### ABOUT THIS TASK
Hand back the entries exactly as written, minus every picture.

▼▼▼

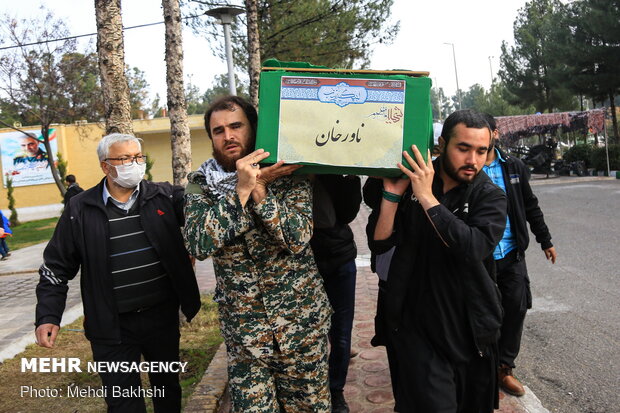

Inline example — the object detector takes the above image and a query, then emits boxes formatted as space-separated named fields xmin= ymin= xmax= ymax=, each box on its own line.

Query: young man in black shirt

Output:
xmin=369 ymin=110 xmax=507 ymax=412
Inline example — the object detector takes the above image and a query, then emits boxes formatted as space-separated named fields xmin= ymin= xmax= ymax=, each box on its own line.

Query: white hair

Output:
xmin=97 ymin=133 xmax=142 ymax=161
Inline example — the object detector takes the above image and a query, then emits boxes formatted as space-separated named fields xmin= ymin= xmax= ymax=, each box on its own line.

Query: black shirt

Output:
xmin=368 ymin=162 xmax=507 ymax=364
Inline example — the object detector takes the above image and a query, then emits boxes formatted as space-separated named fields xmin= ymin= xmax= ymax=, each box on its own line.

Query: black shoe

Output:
xmin=331 ymin=391 xmax=349 ymax=413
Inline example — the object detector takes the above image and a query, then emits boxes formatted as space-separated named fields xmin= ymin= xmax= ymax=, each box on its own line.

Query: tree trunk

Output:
xmin=609 ymin=91 xmax=619 ymax=144
xmin=95 ymin=0 xmax=133 ymax=135
xmin=40 ymin=125 xmax=67 ymax=196
xmin=162 ymin=0 xmax=192 ymax=186
xmin=245 ymin=0 xmax=261 ymax=107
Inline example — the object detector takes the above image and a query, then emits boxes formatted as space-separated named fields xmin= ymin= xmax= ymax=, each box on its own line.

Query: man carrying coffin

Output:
xmin=369 ymin=110 xmax=507 ymax=412
xmin=183 ymin=96 xmax=332 ymax=412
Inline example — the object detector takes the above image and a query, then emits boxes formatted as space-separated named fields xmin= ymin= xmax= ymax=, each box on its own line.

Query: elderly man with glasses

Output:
xmin=34 ymin=133 xmax=201 ymax=413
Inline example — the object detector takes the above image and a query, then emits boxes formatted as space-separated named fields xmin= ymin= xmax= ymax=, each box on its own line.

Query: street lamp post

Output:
xmin=444 ymin=42 xmax=462 ymax=110
xmin=488 ymin=56 xmax=495 ymax=86
xmin=205 ymin=5 xmax=245 ymax=96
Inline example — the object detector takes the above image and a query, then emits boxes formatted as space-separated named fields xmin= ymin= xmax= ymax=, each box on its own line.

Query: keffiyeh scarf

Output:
xmin=197 ymin=158 xmax=238 ymax=199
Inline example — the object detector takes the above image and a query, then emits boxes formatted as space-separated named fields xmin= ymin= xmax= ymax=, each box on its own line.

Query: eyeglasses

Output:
xmin=104 ymin=155 xmax=148 ymax=166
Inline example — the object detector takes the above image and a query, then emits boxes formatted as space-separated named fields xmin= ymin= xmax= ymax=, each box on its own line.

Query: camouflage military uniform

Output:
xmin=184 ymin=171 xmax=332 ymax=413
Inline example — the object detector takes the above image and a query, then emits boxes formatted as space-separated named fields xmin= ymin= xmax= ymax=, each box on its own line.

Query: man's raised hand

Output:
xmin=236 ymin=149 xmax=270 ymax=206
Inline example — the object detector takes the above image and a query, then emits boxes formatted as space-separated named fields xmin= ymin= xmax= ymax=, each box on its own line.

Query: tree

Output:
xmin=0 ymin=99 xmax=27 ymax=126
xmin=460 ymin=84 xmax=487 ymax=111
xmin=560 ymin=0 xmax=620 ymax=141
xmin=430 ymin=86 xmax=452 ymax=122
xmin=244 ymin=0 xmax=261 ymax=105
xmin=0 ymin=11 xmax=101 ymax=195
xmin=58 ymin=52 xmax=105 ymax=122
xmin=126 ymin=66 xmax=152 ymax=120
xmin=185 ymin=0 xmax=400 ymax=74
xmin=185 ymin=81 xmax=207 ymax=116
xmin=499 ymin=0 xmax=577 ymax=113
xmin=5 ymin=177 xmax=18 ymax=227
xmin=185 ymin=73 xmax=249 ymax=116
xmin=2 ymin=51 xmax=151 ymax=125
xmin=438 ymin=83 xmax=534 ymax=118
xmin=95 ymin=0 xmax=133 ymax=135
xmin=483 ymin=82 xmax=535 ymax=116
xmin=163 ymin=0 xmax=192 ymax=186
xmin=150 ymin=93 xmax=165 ymax=118
xmin=204 ymin=73 xmax=248 ymax=105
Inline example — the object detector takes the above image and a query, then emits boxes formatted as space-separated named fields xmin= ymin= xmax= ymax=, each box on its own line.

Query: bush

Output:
xmin=590 ymin=144 xmax=620 ymax=171
xmin=6 ymin=177 xmax=19 ymax=227
xmin=563 ymin=144 xmax=593 ymax=168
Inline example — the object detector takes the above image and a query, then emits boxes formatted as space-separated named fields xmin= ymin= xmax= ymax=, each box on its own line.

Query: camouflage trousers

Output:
xmin=227 ymin=334 xmax=331 ymax=413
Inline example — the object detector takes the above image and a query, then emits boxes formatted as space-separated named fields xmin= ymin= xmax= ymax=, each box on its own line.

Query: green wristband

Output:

▲▲▲

### EXPECTED OUTPUT
Inline example — the object detector takes the above image and a query, then emits boxes formatted as space-separated named fields xmin= ymin= xmax= ymax=, each box on its own line.

Query: young man in black shirt

Output:
xmin=369 ymin=110 xmax=507 ymax=412
Inline example — the object detector takes the above image and a query, then emits boxes formatted as space-separated named fields xmin= ymin= xmax= ymax=, each box on its own line.

Query: white hair

Output:
xmin=97 ymin=133 xmax=142 ymax=161
Inline example — the object detector takes the above image and a query, then emits boxes formatted as space-separated named fields xmin= ymin= xmax= ymax=, each box on its own line.

Query: black shirt

Output:
xmin=368 ymin=162 xmax=507 ymax=364
Inline example — the object detector takes the above image and a query, then emits boxes formatted as space-separated named fields xmin= ymin= xmax= ymax=, each box on its own line.

Query: black shoe

Output:
xmin=331 ymin=391 xmax=349 ymax=413
Inline example — the object detector takes the above image and a query, then emits boxes formatted as space-separated named fields xmin= ymin= xmax= ymax=, each box on its own line.

Query: tree trunk

Output:
xmin=609 ymin=91 xmax=619 ymax=144
xmin=95 ymin=0 xmax=133 ymax=135
xmin=40 ymin=125 xmax=67 ymax=196
xmin=162 ymin=0 xmax=192 ymax=186
xmin=245 ymin=0 xmax=261 ymax=107
Inline example — the object detector takes the above image and a query, then emits boxes formatted as space-separated named fields xmin= ymin= xmax= ymax=, each box on its own line.

Query: man carrying coffin

Output:
xmin=369 ymin=110 xmax=507 ymax=412
xmin=183 ymin=96 xmax=332 ymax=412
Inline example — the object detector takes the above image and a query, then emits boxes formatted as space-separated named fields xmin= ymin= xmax= ymax=, each box on its own line.

Query: elderly man with glasses

Output:
xmin=34 ymin=133 xmax=201 ymax=413
Inline example — the object detector takes the above image and a query, then emits boxes formatted as space-separated named fields xmin= ymin= xmax= ymax=, each box on its own line.

Query: street lamp post

Output:
xmin=444 ymin=42 xmax=462 ymax=110
xmin=488 ymin=56 xmax=495 ymax=86
xmin=205 ymin=5 xmax=245 ymax=96
Inline example — the object detector takes the above image and a query, then emits boxes formatted as space-separated named fields xmin= ymin= xmax= ymax=, each box on its own line.

Query: keffiyeh scarf

Output:
xmin=197 ymin=158 xmax=238 ymax=199
Inline example — the object detector takes the above image and a query, then emits boxes formatted as space-separated named fields xmin= ymin= xmax= ymax=, each box on its own line.

Query: eyeglasses

Output:
xmin=104 ymin=155 xmax=148 ymax=166
Inline example — the object detector takes the above image and a query, then emits boxes formatted as space-separated named fields xmin= ymin= xmax= ymax=, each box on its own line.

Query: camouflage military uniform

Output:
xmin=184 ymin=171 xmax=332 ymax=413
Inline example — the object detector takes the above image and a query, then emits boxes formatted as space-separated named fields xmin= ymin= xmax= ymax=, each box on its own line.

Query: man's raised hand

Output:
xmin=236 ymin=149 xmax=270 ymax=206
Inline example — the object detector takes the above image and a query, then emits boxes formatted as space-separated named fields xmin= ymin= xmax= ymax=, each box on its own line.

Query: tree

Output:
xmin=0 ymin=99 xmax=27 ymax=126
xmin=460 ymin=84 xmax=487 ymax=111
xmin=560 ymin=0 xmax=620 ymax=141
xmin=430 ymin=86 xmax=452 ymax=122
xmin=244 ymin=0 xmax=261 ymax=105
xmin=0 ymin=11 xmax=101 ymax=195
xmin=58 ymin=52 xmax=105 ymax=122
xmin=126 ymin=66 xmax=152 ymax=120
xmin=185 ymin=0 xmax=400 ymax=74
xmin=185 ymin=81 xmax=207 ymax=116
xmin=499 ymin=0 xmax=577 ymax=113
xmin=5 ymin=177 xmax=18 ymax=227
xmin=185 ymin=73 xmax=249 ymax=116
xmin=2 ymin=51 xmax=151 ymax=125
xmin=438 ymin=83 xmax=534 ymax=118
xmin=95 ymin=0 xmax=133 ymax=135
xmin=483 ymin=82 xmax=535 ymax=116
xmin=163 ymin=0 xmax=192 ymax=186
xmin=150 ymin=93 xmax=165 ymax=118
xmin=204 ymin=73 xmax=248 ymax=105
Inline example — the object detector takes the above image and a query, then emits boxes formatted as space-separated named fields xmin= ymin= xmax= ymax=, each box on its own line.

Query: bush

Output:
xmin=590 ymin=144 xmax=620 ymax=171
xmin=6 ymin=177 xmax=19 ymax=227
xmin=563 ymin=144 xmax=593 ymax=168
Inline example — the object detector takes the above image and a query, then emits boxes formatted as space-separated named fields xmin= ymin= xmax= ymax=, each box on its own line.

Query: camouflage trousers

Output:
xmin=227 ymin=334 xmax=331 ymax=413
Inline example — the object detector takes the above image and a query, then emits boxes formatted as space-separated named fields xmin= ymin= xmax= ymax=, each box on its own line.

Query: green wristband

Output:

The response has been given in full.